WORK REQUIRED: Reproduce the listing below character for character; drop every image.

MATERIAL FOR THIS TASK:
·····

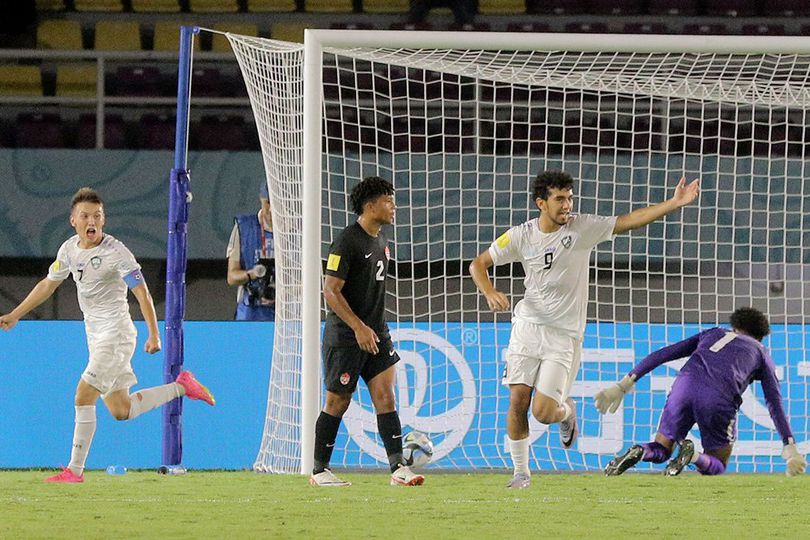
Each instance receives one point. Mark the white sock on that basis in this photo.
(150, 398)
(83, 431)
(520, 455)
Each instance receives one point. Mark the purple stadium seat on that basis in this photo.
(732, 8)
(674, 7)
(156, 132)
(527, 27)
(763, 29)
(35, 130)
(786, 8)
(705, 29)
(114, 131)
(221, 133)
(136, 81)
(617, 7)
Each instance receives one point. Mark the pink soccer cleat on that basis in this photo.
(66, 477)
(193, 388)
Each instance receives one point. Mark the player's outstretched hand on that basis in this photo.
(796, 462)
(686, 193)
(367, 339)
(7, 322)
(152, 345)
(609, 399)
(497, 301)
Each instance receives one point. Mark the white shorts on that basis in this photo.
(109, 366)
(543, 358)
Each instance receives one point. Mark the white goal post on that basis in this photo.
(577, 100)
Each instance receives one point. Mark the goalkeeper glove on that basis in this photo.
(795, 461)
(611, 398)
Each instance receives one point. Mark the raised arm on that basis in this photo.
(41, 292)
(684, 194)
(496, 300)
(147, 306)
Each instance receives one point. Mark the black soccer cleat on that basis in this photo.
(621, 463)
(677, 464)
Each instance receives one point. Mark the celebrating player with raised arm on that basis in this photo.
(707, 391)
(103, 268)
(549, 322)
(356, 340)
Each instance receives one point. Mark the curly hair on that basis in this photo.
(751, 321)
(370, 189)
(550, 179)
(85, 194)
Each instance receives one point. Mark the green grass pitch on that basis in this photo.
(237, 505)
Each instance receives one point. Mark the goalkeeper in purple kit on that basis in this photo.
(707, 391)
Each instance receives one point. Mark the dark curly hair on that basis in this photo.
(85, 194)
(550, 179)
(370, 189)
(750, 321)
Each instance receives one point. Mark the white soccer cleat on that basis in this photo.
(404, 476)
(327, 478)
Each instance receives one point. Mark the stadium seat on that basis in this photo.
(787, 8)
(166, 36)
(731, 8)
(288, 32)
(98, 5)
(213, 6)
(674, 7)
(117, 36)
(50, 5)
(328, 6)
(59, 34)
(34, 130)
(220, 43)
(501, 7)
(263, 6)
(20, 80)
(77, 80)
(527, 27)
(386, 6)
(616, 7)
(763, 29)
(156, 6)
(115, 131)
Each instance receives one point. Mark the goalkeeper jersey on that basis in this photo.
(102, 274)
(556, 266)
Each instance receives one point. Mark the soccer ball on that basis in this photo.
(417, 449)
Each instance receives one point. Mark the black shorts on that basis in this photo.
(343, 366)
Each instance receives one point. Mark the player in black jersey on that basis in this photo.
(356, 341)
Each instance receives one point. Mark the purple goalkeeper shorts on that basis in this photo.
(689, 403)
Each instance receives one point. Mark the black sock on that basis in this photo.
(391, 433)
(326, 429)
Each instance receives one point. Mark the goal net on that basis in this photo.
(462, 131)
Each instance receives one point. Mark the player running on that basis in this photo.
(103, 268)
(549, 322)
(707, 391)
(356, 340)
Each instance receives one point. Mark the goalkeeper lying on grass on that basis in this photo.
(707, 391)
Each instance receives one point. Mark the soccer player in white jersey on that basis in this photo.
(549, 322)
(103, 268)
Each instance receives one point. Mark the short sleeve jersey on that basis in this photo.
(361, 261)
(100, 274)
(556, 267)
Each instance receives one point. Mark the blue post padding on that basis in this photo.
(176, 255)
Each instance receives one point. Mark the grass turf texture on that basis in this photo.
(247, 505)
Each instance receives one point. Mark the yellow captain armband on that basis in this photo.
(333, 262)
(503, 240)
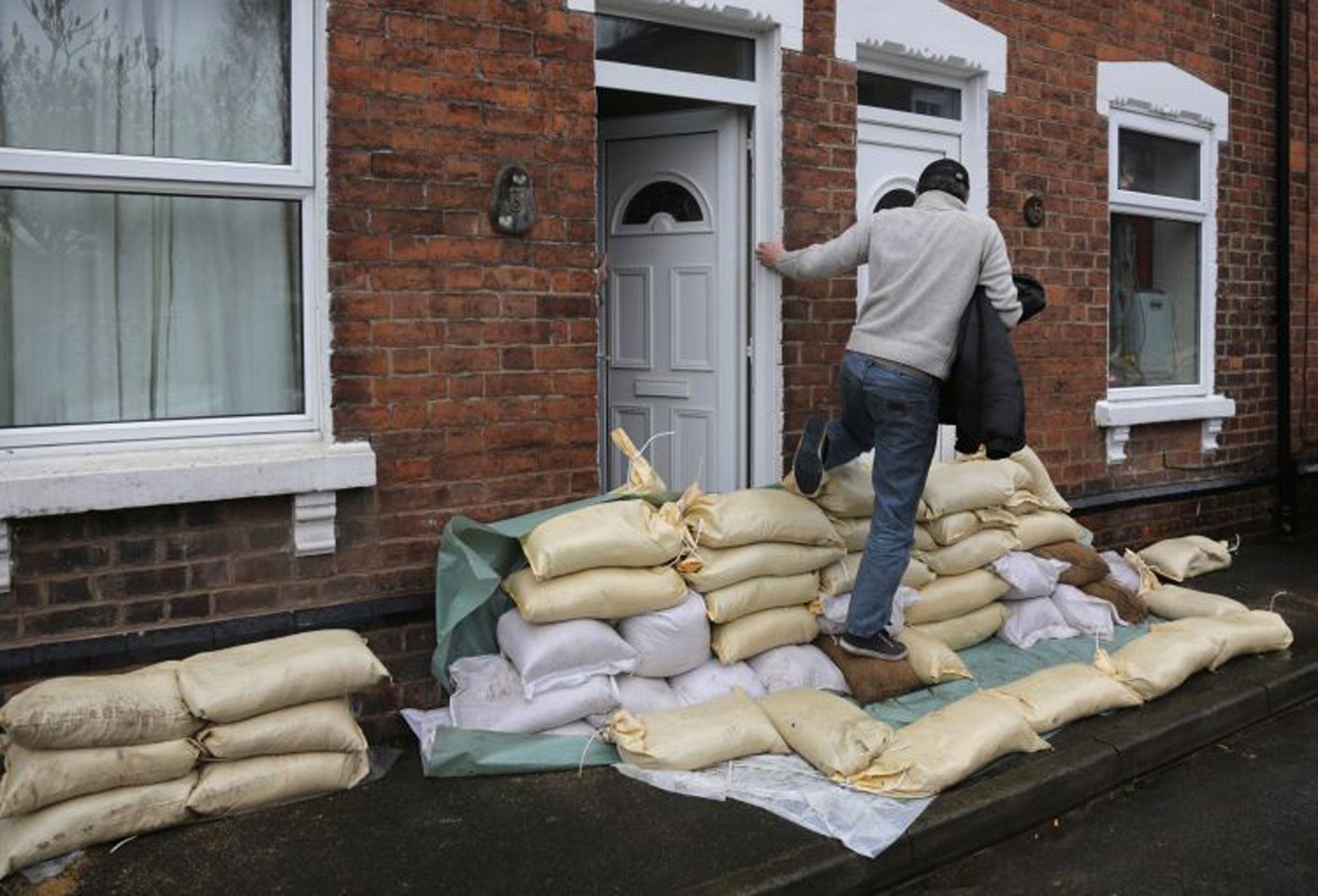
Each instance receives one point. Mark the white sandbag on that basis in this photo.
(712, 568)
(831, 612)
(712, 681)
(855, 533)
(100, 711)
(916, 575)
(1027, 575)
(761, 593)
(1091, 617)
(761, 632)
(964, 524)
(1159, 662)
(947, 746)
(968, 630)
(1047, 527)
(604, 593)
(1177, 603)
(696, 737)
(1032, 621)
(931, 659)
(35, 779)
(228, 686)
(1060, 695)
(609, 534)
(488, 697)
(1237, 634)
(831, 733)
(94, 819)
(969, 485)
(1122, 572)
(320, 726)
(798, 666)
(1187, 556)
(753, 515)
(972, 553)
(562, 654)
(949, 598)
(669, 642)
(227, 789)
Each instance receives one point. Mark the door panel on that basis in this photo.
(673, 306)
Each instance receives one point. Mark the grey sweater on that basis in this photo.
(924, 265)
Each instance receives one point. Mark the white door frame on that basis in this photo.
(730, 230)
(759, 412)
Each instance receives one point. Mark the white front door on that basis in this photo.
(673, 318)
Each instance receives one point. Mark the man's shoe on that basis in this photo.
(808, 463)
(880, 646)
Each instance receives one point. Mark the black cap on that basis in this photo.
(948, 176)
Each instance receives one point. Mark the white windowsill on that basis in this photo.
(1117, 417)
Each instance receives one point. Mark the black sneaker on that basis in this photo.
(880, 646)
(808, 463)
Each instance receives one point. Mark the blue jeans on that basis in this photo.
(898, 416)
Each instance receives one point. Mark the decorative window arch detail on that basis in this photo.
(664, 203)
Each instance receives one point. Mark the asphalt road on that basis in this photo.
(1237, 818)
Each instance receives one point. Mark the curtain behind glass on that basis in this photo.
(129, 307)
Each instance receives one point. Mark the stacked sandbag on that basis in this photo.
(279, 724)
(757, 563)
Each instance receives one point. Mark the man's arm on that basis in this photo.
(822, 260)
(996, 277)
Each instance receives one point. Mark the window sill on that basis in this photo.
(1117, 417)
(69, 484)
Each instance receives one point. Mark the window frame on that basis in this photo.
(1201, 211)
(301, 179)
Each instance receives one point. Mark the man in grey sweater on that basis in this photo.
(925, 262)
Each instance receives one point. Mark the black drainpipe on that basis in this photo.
(1285, 459)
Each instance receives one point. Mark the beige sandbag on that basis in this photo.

·····

THE COMPLETED TASK:
Each instance receives one point. Mark the white sock on that basis in this photo.
(150, 398)
(83, 431)
(520, 455)
Each instance receives one point. Mark the purple stadium seat on that basis in this photo.
(732, 8)
(674, 7)
(156, 132)
(527, 27)
(763, 29)
(35, 130)
(786, 8)
(705, 29)
(114, 131)
(221, 133)
(136, 81)
(617, 7)
Each instance receives one point. Mark the pink soccer cleat on that basis in this photo.
(66, 477)
(193, 388)
Each instance receives one point. Mark the player's outstretched hand on that basis in this photo.
(796, 462)
(686, 193)
(367, 339)
(7, 322)
(152, 345)
(609, 399)
(497, 301)
Each instance receives one point. Mark the white shorts on that basis in this photo.
(109, 366)
(543, 358)
Each instance receives one point. Mark the white goal post on that basis in this photo.
(577, 100)
Each instance receives one point. Mark the goalkeeper glove on that basis in this photo.
(795, 461)
(611, 398)
Each instance receives one point. Mark the raised arm on that basis in this photo.
(41, 292)
(684, 194)
(496, 300)
(147, 306)
Each instance receives one point. Mark the black soccer cleat on that basis in this photo.
(621, 463)
(677, 464)
Each instance receives one point. Mark the celebrating player with raised arm on that basis in this photo.
(707, 391)
(103, 268)
(549, 322)
(356, 340)
Each instance receives one point. Mark the curly hair on that basis in this photo.
(751, 321)
(370, 189)
(550, 179)
(85, 194)
Each instance receives one point. Mark the green grass pitch on that basis in this photo.
(237, 505)
Each instance receives one point. Mark the goalkeeper in purple kit on that basis in this photo.
(707, 391)
Each instance receives one point. Mark the dark curly hair on that basis in this photo.
(85, 194)
(550, 179)
(370, 189)
(750, 321)
Each instance receives one point. Mark the white soccer cleat on that basis in this photo.
(404, 476)
(327, 478)
Each instance receives one point. Mark the stadium seat on that basis in this photo.
(787, 8)
(166, 36)
(731, 8)
(288, 32)
(98, 5)
(213, 6)
(674, 7)
(117, 36)
(50, 5)
(328, 6)
(59, 34)
(34, 130)
(220, 43)
(501, 7)
(263, 6)
(20, 80)
(77, 80)
(527, 27)
(386, 6)
(616, 7)
(763, 29)
(156, 6)
(115, 131)
Each instance receives one point. Mark the goalkeeper jersey on that basis in this photo.
(102, 274)
(556, 266)
Each instance receives one point. Mark the soccer ball on that basis in this photo.
(417, 449)
Each instance receives one point. Mark the black shorts on that basis in this photo.
(343, 366)
Each instance receives one point. Mark the player in black jersey on that basis in this photo.
(356, 341)
Each instance receives one point. Mark the purple goalkeeper shorts on that basis in this photo.
(689, 403)
Each instance receives one point. Mark the black sock on that basis in this photo.
(391, 433)
(326, 429)
Each instance receives one point. Mark the goal net on that basis in this photo.
(462, 131)
Each instance receives one point. Mark the player running on that basis in this photo.
(103, 268)
(549, 322)
(707, 391)
(356, 340)
Each instance receives one point. Mark the goalkeeper lying on grass on that basis in this photo.
(707, 391)
Each instance receives one point. Mark the soccer player in white jersey on that basis in this photo.
(549, 322)
(103, 268)
Each instance receives one point. Mark the short sleeve jersey on that basis in this photo.
(361, 261)
(100, 274)
(556, 267)
Each instance receives one point. Mark the blue post padding on that basis in this photo.
(176, 255)
Each instance receives one point. Mark the grass turf texture on that basis in this photo.
(247, 505)
Each instance receives one point. Mark the yellow captain armband on that basis in this photo.
(333, 262)
(503, 240)
Each instance receives one point. Mark the white sandbag on that basis in this photo.
(712, 568)
(831, 612)
(712, 681)
(855, 533)
(100, 711)
(916, 575)
(1027, 575)
(761, 593)
(1091, 617)
(761, 632)
(964, 524)
(1159, 662)
(947, 746)
(968, 630)
(1047, 527)
(604, 593)
(1177, 603)
(696, 737)
(1032, 621)
(931, 659)
(35, 779)
(228, 686)
(1060, 695)
(609, 534)
(488, 697)
(1237, 634)
(831, 733)
(94, 819)
(969, 485)
(1122, 572)
(320, 726)
(798, 666)
(1187, 556)
(753, 515)
(972, 553)
(562, 654)
(949, 598)
(669, 642)
(227, 789)
Each instance receives one point. Mark the door panel on that basis in this photo.
(673, 306)
Each instance receives one point. Mark the grey sweater on that basis in this photo.
(924, 265)
Each instance receives one point. Mark the white door frame on that basis in this photo.
(730, 230)
(759, 412)
Each instance receives one point. Mark the white front door on that basis in this photo.
(673, 318)
Each instance receives one point. Mark the man's shoe on that basis in this photo.
(808, 463)
(880, 646)
Each instance receives one point. Mark the black cap on that basis in this photo.
(948, 176)
Each instance receives one point. Mark the white windowsill on that basis in this photo.
(1117, 417)
Each instance receives one point. Mark the black sneaker on that basis in this photo.
(880, 646)
(808, 463)
Each instance receives one point. Mark the blue jeans on that basis in this photo.
(898, 416)
Each instance receives one point. Mark the decorative window arch detail on that basis in this photo.
(664, 203)
Each instance receives one point. Mark the asphalt road on that basis in this photo.
(1237, 818)
Each instance receives one point. Mark the curtain behind glass on that basis in this photo.
(129, 307)
Each instance receives one point. Mark the stacked sandbag on that basis in this photo.
(279, 724)
(757, 563)
Each instance receives one point. Mark the man's arm on that basis in this photo.
(822, 260)
(996, 277)
Each instance receives one point. Mark the window sill on that basis in this photo.
(1117, 417)
(69, 484)
Each instance receives one point. Mark the window frame on that basis in this photo.
(1201, 211)
(301, 179)
Each instance receives one point. Mark the man in grey sweater on that basis in this photo.
(925, 262)
Each instance receives one point. Mark the black drainpipe on that basis in this photo.
(1285, 459)
Each instance receives one point. Mark the beige sandbag on that basis in this photo.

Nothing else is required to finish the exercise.